Source records:

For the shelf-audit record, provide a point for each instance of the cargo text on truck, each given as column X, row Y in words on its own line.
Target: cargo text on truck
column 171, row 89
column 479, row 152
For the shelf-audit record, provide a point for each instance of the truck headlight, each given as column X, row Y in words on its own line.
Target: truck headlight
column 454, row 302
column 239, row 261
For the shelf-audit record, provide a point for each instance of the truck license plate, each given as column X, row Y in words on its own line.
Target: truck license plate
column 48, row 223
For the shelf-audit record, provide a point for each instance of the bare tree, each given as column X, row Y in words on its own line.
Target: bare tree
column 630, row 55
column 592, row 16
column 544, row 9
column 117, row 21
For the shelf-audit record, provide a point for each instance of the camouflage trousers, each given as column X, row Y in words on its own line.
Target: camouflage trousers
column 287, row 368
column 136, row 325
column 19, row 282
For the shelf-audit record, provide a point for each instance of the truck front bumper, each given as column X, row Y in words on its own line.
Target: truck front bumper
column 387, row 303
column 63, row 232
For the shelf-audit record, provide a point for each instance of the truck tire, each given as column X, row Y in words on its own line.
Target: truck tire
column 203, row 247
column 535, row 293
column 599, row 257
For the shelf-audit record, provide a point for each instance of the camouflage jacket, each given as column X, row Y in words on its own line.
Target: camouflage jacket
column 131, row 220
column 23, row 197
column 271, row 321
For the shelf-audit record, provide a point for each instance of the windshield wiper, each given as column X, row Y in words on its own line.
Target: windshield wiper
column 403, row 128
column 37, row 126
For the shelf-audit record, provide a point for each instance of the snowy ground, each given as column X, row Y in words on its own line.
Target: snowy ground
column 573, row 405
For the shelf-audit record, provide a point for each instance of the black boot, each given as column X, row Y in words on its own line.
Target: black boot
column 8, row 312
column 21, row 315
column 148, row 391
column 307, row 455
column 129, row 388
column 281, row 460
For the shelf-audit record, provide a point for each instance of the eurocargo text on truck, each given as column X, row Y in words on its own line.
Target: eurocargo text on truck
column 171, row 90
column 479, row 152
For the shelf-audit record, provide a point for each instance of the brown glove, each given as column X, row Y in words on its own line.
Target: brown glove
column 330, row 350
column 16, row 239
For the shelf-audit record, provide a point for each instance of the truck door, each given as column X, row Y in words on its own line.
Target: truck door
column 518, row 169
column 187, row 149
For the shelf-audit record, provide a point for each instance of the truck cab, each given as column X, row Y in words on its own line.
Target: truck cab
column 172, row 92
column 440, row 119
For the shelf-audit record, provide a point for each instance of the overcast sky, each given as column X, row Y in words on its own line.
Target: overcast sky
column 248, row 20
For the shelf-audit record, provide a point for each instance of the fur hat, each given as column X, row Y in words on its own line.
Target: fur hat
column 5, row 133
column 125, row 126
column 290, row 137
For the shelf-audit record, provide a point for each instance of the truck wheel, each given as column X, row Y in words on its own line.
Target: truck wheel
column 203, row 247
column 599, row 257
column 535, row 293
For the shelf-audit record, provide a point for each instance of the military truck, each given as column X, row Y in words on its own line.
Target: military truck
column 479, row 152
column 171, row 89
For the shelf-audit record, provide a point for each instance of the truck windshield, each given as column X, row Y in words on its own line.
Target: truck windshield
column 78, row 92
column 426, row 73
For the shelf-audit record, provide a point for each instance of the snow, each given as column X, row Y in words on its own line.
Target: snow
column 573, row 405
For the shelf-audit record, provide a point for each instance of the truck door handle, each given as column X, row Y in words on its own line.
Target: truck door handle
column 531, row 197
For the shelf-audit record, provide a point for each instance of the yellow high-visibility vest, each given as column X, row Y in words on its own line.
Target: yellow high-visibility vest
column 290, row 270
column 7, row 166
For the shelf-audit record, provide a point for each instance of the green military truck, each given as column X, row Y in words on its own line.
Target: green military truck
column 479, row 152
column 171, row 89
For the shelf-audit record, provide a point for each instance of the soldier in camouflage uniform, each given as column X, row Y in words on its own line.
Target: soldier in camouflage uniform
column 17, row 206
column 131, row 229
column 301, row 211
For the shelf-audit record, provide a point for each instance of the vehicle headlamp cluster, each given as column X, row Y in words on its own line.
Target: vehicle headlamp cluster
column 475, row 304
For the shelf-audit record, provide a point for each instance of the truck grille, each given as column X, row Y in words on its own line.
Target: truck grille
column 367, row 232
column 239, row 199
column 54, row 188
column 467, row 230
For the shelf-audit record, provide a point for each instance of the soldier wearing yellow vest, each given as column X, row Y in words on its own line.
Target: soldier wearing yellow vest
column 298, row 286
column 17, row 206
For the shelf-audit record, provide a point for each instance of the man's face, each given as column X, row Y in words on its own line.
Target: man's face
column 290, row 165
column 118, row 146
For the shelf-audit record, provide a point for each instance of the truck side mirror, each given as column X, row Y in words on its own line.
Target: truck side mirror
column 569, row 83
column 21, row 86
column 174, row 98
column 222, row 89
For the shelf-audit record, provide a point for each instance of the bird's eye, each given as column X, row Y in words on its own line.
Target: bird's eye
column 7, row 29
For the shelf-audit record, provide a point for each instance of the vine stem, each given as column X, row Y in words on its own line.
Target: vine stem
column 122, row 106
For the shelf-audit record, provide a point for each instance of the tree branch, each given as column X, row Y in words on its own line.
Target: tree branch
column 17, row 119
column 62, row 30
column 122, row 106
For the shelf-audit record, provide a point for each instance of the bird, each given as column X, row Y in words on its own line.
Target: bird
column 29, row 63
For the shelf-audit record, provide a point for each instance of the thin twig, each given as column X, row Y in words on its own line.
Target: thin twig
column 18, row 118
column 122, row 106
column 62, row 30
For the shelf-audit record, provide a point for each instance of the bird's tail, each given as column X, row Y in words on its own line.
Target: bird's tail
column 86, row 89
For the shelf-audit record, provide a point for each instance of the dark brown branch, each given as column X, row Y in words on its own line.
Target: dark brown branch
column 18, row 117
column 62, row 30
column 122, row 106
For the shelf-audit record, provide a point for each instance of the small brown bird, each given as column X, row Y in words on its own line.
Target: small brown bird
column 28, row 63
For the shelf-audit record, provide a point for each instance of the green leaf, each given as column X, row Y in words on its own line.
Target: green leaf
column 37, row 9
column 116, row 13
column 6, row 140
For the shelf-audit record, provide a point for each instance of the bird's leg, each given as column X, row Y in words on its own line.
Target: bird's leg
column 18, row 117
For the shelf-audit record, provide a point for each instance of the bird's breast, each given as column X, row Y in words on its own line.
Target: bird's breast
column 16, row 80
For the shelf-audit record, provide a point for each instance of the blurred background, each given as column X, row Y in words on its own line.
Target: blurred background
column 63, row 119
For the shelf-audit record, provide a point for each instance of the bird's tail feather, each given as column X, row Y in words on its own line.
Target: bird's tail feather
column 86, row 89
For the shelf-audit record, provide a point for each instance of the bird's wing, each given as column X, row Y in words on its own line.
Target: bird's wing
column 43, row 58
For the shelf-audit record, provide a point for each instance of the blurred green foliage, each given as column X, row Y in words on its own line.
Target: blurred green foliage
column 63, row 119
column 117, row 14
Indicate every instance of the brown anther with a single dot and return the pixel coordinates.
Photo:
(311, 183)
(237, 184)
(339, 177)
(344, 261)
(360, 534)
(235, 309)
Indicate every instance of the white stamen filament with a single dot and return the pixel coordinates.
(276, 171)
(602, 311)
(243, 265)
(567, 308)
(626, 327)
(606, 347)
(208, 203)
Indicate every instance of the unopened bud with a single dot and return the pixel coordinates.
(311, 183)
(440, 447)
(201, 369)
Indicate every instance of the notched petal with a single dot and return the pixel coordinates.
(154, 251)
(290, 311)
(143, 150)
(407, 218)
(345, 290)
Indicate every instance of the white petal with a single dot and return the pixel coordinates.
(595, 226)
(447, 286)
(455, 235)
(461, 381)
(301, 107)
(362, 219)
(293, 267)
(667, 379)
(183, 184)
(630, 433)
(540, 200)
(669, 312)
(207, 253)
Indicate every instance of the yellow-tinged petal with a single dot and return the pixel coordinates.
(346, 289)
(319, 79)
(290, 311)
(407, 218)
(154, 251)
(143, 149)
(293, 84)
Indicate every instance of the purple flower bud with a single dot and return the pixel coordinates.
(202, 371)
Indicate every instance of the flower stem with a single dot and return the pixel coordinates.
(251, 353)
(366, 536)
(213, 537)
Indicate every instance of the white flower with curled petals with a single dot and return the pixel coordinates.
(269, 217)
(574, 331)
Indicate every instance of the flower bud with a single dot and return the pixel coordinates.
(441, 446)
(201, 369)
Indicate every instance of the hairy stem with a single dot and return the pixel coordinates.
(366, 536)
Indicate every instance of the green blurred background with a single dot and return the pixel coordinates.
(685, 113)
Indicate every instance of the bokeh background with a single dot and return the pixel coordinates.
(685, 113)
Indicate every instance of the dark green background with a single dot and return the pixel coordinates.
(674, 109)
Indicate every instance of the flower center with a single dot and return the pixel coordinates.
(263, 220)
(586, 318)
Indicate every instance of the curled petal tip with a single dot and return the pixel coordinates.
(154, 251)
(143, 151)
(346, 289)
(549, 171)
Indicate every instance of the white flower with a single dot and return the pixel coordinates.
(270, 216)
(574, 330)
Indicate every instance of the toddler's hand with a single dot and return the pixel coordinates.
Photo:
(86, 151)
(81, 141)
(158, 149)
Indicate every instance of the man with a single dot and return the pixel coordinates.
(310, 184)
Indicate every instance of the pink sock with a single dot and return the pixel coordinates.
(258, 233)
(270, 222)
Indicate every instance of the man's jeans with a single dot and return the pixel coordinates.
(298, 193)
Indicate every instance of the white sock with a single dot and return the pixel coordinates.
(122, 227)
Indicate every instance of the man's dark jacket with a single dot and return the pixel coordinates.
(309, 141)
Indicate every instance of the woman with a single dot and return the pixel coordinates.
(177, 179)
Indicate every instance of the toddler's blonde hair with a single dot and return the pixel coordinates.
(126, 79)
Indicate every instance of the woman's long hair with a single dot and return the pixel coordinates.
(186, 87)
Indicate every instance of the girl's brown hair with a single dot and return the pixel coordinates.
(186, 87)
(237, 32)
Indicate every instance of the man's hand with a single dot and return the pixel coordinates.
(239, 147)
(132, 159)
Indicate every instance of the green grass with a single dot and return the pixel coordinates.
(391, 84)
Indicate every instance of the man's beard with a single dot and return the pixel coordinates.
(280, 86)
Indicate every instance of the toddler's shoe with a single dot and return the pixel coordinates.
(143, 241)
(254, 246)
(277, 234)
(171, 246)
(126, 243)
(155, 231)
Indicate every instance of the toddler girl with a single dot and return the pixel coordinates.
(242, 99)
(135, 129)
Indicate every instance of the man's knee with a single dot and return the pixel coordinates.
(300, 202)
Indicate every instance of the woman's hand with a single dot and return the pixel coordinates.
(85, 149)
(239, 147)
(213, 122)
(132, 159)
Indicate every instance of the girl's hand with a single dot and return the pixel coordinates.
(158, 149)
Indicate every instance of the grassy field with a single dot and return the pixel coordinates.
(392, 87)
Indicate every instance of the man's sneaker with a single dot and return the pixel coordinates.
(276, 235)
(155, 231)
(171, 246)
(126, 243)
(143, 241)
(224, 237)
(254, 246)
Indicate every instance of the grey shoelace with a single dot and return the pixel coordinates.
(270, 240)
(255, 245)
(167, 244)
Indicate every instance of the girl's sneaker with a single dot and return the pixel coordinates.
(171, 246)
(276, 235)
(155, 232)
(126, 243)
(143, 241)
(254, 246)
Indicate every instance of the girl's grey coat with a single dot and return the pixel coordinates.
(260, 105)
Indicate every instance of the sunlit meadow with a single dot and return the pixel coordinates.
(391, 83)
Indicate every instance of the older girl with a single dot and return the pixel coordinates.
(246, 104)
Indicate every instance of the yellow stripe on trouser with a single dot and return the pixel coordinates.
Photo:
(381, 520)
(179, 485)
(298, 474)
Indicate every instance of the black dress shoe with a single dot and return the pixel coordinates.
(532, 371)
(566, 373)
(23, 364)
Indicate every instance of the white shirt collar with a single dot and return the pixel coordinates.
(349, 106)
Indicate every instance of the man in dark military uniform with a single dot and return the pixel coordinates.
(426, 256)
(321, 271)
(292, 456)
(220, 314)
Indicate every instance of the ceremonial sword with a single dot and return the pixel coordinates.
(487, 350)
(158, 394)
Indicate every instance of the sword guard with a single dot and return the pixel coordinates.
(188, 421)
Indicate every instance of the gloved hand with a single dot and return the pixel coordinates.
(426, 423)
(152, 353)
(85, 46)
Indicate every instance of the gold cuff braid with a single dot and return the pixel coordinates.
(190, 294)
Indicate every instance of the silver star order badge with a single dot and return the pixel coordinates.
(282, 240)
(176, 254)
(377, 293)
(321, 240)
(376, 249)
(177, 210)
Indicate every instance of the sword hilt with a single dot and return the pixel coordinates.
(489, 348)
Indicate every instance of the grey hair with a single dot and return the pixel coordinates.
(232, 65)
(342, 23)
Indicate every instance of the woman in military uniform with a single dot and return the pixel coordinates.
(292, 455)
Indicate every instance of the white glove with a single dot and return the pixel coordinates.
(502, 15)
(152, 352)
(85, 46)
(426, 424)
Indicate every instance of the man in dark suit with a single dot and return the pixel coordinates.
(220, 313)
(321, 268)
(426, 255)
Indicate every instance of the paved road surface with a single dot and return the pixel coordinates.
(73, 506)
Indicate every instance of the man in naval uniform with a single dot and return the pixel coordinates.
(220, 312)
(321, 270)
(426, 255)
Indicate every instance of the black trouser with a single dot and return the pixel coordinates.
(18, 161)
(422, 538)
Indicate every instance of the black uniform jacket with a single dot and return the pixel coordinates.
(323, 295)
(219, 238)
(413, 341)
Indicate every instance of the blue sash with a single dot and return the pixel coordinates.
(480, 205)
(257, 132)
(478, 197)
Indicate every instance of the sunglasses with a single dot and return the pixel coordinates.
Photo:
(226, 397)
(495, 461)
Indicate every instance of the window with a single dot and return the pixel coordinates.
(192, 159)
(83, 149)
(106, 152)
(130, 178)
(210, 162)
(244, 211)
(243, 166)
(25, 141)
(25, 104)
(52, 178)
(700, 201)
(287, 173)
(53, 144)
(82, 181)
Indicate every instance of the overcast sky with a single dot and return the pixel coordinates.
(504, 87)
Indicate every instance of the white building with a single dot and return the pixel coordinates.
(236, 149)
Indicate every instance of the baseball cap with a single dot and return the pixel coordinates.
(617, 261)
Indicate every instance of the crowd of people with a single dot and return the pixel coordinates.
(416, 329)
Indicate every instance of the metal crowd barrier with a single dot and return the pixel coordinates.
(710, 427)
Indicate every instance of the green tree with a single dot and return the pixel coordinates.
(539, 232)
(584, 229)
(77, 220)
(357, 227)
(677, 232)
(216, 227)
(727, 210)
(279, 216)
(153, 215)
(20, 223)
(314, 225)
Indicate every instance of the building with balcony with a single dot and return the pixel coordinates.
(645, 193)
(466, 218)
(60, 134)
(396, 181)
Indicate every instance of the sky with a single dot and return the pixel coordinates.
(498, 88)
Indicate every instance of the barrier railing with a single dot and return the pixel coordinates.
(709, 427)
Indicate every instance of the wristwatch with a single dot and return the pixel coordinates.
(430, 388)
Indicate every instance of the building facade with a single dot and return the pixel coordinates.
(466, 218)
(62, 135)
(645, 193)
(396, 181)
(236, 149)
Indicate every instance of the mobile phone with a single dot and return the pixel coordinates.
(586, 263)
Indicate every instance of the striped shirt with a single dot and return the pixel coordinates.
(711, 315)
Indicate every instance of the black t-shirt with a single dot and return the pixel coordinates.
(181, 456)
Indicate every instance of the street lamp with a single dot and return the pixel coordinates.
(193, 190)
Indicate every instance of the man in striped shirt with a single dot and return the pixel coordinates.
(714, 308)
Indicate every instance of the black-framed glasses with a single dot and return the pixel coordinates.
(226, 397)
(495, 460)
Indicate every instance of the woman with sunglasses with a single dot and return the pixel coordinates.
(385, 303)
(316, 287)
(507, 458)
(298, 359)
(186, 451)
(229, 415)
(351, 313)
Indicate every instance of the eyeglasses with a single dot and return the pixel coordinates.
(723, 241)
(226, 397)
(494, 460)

Task: Retype only the lines above between the line with "Target: windshield wiper" and the line with "truck wheel, each", counting those two lines as well, and keep every character as it is.

Answer area:
Target: windshield wiper
column 403, row 128
column 37, row 126
For the shelf-audit record, provide a point for each instance of the snowy ground, each given as column X, row Y in words on its own line.
Target: snowy ground
column 573, row 405
For the shelf-audit record, provide a point for each instance of the black boot, each given as column X, row Y in words on its own line.
Target: black boot
column 8, row 312
column 21, row 315
column 148, row 391
column 307, row 455
column 129, row 388
column 281, row 460
For the shelf-audit record, provide a point for each instance of the eurocargo text on truck, each given as column X, row Y in words on its own line.
Target: eurocargo text on truck
column 171, row 90
column 479, row 152
For the shelf-audit record, provide a point for each instance of the brown glove, each given as column X, row Y in words on its own line.
Target: brown glove
column 330, row 350
column 16, row 239
For the shelf-audit record, provide a point for each instance of the truck door, each given as column X, row Y in words on its own line.
Target: truck door
column 518, row 169
column 187, row 149
For the shelf-audit record, provide a point for each instance of the truck cab, each given as column X, row Y in words on its own line.
Target: truck cab
column 172, row 92
column 440, row 119
For the shelf-audit record, provide a point for each instance of the overcast sky, each given as column X, row Y in words on its own line.
Target: overcast sky
column 248, row 20
For the shelf-audit record, provide a point for each instance of the fur hat, each given as column X, row Y in words on its own line.
Target: fur hat
column 5, row 133
column 125, row 126
column 290, row 137
For the shelf-audit record, provide a point for each instance of the truck wheel, each given as column X, row Y in words on its own line.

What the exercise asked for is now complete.